# EXTRAIT DU TEXTE
A partir de 1921, Rudolf Steiner considérait que la possibilité d'agir en faveur de la triarticulation était fortement limitée. Il continuait cependant à avoir l'objectif suivant en tête : "Triarticulation de l'organisme social". Il envisageait maintenant d'atteindre cet objectif en Europe centrale simplement par un autre moyen :

"Il faut seulement espérer que l'on puisse d'abord rassembler les derniers restes d'impulsions spirituelles pour tenter cette libération de la vie de l'esprit dans le domaine religieux, dans le domaine de l'art et dans le domaine scientifique. Ce sont là les trois sous-formes ; chacun des trois membres a à son tour trois sous-domaines. Le domaine spirituel a pour sous-domaines la religion, la science et l'art. Si l'on parvient à libérer la vie de l'esprit dans ces domaines, alors, peut-être plus tôt que nous ne le pensons, il se trouvera d'eux-mêmes, à partir du modèle de la vie de l'esprit libre et libérée, des gens qui auront aussi une compréhension pour l'égalité dans la vie de l'État et pour la fraternité dans la vie de l'économie". (16.06.1921, Stuttgart, GA 342)

S'engager pour une vie de l'esprit libre reste cependant une tâche sociopolitique : l'État et l'économie doivent être remis à leur place ! Cette tâche peut être entreprise à tout moment. Rudolf Steiner espérait justement que l'école Waldorf nouvellement créée contribuerait à la libération de la vie de l'esprit :

"Si ceux qui s'enthousiasment pour les idées de l'école Waldorf ne développent même pas assez de compréhension pour comprendre que cela fait partie de la propagande contre la dépendance de l'école vis-à-vis de l'État, s'ils s'engagent de toutes leurs forces pour que l'État détache cette école, s'ils n'ont pas aussi le courage d'aspirer au détachement de l'école vis-à-vis de l'État, alors tout le mouvement de l'école Waldorf ne sert à rien, car il n'a de sens que s'il grandit dans une vie de l'esprit libre". (12.10.1920, Dornach, GA 337b)

# DONNÉES FOURNIES

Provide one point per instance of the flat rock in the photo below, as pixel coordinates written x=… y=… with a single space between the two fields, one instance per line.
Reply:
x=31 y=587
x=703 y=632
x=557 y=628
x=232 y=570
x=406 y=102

# MARCHE À SUIVRE
Citez sans aucune modification, dans l'extrait sur la triarticulation, tout ce qui va de « S'engager pour une » jusqu'à « Dornach, GA 337b) » inclus.

# PROBLÈME RÉSOLU
S'engager pour une vie de l'esprit libre reste cependant une tâche sociopolitique : l'État et l'économie doivent être remis à leur place ! Cette tâche peut être entreprise à tout moment. Rudolf Steiner espérait justement que l'école Waldorf nouvellement créée contribuerait à la libération de la vie de l'esprit :

"Si ceux qui s'enthousiasment pour les idées de l'école Waldorf ne développent même pas assez de compréhension pour comprendre que cela fait partie de la propagande contre la dépendance de l'école vis-à-vis de l'État, s'ils s'engagent de toutes leurs forces pour que l'État détache cette école, s'ils n'ont pas aussi le courage d'aspirer au détachement de l'école vis-à-vis de l'État, alors tout le mouvement de l'école Waldorf ne sert à rien, car il n'a de sens que s'il grandit dans une vie de l'esprit libre". (12.10.1920, Dornach, GA 337b)